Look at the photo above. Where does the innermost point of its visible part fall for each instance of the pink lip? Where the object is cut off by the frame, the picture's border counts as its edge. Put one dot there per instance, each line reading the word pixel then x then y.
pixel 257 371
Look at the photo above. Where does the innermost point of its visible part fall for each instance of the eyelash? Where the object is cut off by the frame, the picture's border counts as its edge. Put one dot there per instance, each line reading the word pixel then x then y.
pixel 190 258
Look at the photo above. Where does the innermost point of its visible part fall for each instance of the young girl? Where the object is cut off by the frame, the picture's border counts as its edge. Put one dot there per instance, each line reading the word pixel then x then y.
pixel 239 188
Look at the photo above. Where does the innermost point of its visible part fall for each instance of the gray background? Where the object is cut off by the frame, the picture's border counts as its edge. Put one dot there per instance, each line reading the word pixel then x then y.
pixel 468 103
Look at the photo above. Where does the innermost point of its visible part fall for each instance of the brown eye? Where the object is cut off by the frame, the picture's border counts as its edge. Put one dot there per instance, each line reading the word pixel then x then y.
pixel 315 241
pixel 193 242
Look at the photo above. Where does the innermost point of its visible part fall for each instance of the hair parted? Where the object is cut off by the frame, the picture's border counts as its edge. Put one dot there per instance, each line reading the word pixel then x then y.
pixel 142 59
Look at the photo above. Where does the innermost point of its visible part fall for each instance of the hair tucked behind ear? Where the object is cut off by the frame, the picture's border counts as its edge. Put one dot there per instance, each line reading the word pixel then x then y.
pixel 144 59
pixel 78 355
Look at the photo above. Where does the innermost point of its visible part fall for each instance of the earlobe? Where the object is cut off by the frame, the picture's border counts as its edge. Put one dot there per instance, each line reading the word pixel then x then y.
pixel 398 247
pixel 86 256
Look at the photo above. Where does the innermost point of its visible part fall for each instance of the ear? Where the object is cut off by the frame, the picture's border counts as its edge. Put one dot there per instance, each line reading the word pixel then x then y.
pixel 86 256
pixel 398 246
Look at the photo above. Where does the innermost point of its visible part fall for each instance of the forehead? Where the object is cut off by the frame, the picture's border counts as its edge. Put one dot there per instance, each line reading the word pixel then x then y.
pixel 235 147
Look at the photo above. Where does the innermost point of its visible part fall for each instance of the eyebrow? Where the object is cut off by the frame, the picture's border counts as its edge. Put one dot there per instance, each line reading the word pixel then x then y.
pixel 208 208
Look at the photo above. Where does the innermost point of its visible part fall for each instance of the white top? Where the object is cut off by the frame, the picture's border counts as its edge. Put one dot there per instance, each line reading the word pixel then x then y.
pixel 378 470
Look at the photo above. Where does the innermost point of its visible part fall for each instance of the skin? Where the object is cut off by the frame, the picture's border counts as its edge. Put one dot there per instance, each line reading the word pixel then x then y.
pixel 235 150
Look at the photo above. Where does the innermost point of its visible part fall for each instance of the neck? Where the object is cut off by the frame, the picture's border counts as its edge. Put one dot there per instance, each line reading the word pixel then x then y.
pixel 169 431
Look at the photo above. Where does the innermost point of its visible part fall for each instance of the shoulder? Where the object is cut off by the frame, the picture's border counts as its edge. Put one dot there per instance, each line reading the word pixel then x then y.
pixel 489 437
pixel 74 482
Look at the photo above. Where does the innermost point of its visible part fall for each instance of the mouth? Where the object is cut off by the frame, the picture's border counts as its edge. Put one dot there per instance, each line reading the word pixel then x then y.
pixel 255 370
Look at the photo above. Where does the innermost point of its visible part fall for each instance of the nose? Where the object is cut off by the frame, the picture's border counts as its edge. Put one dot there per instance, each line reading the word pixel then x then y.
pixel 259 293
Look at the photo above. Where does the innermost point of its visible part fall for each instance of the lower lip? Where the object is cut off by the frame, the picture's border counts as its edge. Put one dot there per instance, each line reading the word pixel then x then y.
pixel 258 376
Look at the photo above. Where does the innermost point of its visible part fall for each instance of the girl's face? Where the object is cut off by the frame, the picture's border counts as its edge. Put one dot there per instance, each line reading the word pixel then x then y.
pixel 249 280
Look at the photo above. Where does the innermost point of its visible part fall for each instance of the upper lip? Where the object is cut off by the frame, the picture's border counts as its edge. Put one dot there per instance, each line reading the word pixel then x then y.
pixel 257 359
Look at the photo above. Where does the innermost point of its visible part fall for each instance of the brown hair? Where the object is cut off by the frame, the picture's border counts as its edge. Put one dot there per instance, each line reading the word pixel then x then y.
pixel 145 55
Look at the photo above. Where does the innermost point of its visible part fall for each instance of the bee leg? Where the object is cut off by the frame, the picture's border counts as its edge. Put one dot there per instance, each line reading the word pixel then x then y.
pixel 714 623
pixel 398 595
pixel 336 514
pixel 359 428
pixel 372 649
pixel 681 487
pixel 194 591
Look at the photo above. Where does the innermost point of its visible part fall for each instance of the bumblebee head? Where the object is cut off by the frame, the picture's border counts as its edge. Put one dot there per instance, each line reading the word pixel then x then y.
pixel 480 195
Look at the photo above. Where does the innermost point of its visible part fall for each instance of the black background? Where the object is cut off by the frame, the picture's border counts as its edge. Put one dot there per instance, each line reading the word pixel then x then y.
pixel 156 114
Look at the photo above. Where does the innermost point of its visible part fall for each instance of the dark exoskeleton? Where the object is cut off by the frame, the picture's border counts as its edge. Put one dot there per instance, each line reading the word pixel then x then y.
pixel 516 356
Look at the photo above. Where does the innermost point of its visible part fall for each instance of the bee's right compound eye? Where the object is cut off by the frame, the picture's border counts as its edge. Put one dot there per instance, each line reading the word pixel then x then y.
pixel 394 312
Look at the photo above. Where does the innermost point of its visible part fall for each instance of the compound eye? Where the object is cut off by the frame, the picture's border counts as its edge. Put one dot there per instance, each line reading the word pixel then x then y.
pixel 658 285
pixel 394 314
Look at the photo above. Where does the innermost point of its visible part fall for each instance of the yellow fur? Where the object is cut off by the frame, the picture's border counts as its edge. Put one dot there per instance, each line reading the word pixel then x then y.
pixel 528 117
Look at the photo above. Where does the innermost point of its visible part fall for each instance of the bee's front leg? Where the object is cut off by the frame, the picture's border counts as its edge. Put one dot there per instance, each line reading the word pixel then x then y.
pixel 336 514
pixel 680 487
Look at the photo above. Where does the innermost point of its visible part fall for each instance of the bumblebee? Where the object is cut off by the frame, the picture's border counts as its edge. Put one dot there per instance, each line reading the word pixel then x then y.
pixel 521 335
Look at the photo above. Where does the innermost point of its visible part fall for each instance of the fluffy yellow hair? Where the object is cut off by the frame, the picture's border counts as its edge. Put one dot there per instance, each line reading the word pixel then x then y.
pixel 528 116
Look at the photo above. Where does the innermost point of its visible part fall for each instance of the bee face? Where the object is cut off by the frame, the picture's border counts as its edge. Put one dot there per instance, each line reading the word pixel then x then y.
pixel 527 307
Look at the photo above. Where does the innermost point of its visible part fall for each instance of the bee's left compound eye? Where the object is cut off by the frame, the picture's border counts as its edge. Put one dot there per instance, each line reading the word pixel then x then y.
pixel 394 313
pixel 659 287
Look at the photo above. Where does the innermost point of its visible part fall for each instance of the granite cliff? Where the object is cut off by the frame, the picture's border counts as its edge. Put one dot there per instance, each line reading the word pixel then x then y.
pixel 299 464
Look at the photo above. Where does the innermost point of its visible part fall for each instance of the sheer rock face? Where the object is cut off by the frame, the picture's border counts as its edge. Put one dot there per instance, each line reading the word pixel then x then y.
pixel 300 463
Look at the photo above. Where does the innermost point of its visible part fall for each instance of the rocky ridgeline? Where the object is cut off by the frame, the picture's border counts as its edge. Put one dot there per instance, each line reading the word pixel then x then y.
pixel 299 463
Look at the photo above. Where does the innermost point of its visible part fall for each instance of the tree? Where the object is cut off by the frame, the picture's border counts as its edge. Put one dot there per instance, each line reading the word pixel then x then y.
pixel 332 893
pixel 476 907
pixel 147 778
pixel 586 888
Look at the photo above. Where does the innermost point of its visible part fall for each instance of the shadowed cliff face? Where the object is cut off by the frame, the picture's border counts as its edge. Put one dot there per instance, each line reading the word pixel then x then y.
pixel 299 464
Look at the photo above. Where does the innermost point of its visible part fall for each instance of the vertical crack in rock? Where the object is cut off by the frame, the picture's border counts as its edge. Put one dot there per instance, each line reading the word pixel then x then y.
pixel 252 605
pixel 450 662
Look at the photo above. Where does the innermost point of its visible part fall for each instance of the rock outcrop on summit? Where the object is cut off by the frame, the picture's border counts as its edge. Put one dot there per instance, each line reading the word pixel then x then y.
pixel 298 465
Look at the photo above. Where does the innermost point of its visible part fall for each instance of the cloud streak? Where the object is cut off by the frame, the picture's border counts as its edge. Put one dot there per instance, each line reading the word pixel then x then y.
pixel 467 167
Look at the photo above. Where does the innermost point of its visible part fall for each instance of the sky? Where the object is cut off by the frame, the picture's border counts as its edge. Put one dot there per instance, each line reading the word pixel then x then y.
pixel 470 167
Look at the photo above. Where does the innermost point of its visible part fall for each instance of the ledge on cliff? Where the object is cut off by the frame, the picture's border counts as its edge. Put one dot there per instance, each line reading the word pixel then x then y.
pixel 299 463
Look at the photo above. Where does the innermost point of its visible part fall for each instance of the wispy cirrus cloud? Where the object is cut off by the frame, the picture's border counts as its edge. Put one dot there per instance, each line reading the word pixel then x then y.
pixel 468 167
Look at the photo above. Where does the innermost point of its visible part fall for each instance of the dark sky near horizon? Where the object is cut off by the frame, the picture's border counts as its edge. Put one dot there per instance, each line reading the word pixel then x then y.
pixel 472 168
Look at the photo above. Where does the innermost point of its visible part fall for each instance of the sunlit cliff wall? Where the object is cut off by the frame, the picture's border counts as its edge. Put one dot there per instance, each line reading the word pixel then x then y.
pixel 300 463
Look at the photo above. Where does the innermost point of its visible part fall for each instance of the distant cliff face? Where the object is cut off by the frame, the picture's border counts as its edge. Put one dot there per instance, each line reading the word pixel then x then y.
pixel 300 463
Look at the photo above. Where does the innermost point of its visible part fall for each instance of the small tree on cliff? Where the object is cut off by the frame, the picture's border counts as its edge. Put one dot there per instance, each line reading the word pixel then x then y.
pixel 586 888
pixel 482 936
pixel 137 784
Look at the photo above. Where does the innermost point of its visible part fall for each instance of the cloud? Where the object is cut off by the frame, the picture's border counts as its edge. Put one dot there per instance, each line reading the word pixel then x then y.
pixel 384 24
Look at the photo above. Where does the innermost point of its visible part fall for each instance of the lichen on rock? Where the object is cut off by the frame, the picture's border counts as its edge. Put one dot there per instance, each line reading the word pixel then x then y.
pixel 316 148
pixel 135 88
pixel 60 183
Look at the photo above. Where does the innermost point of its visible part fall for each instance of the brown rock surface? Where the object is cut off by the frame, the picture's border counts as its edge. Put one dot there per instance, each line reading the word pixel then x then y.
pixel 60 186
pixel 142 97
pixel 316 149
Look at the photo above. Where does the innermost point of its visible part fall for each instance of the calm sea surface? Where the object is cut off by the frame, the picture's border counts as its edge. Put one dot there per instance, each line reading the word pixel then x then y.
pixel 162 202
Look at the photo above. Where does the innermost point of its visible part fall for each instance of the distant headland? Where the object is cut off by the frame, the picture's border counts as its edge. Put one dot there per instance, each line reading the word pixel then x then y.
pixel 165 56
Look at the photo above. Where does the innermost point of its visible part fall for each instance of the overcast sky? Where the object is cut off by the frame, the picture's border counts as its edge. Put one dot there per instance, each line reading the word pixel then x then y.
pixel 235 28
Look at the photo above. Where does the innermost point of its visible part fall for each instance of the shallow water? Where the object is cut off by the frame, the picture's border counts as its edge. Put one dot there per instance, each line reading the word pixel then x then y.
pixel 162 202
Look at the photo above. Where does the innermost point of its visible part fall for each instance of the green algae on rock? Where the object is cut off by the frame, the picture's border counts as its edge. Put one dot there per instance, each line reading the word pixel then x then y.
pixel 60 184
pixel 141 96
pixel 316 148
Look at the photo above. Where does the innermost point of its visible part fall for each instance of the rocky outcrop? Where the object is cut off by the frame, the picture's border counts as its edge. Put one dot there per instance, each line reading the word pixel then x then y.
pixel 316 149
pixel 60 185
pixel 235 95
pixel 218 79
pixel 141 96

====

Could you repeat only the lines from the one containing "of the overcast" through the one containing "pixel 235 28", swapping "overcast sky" for "cloudy sky" and leaving everything else unchanged?

> Written response
Look at the photo above. Where does the innermost point of its visible part fall for each instance of the cloudy sky? Where the object is cut off by the frame, the picture's border counts as its edge. Put one dot there per instance, each line reading the word pixel then x then y.
pixel 235 28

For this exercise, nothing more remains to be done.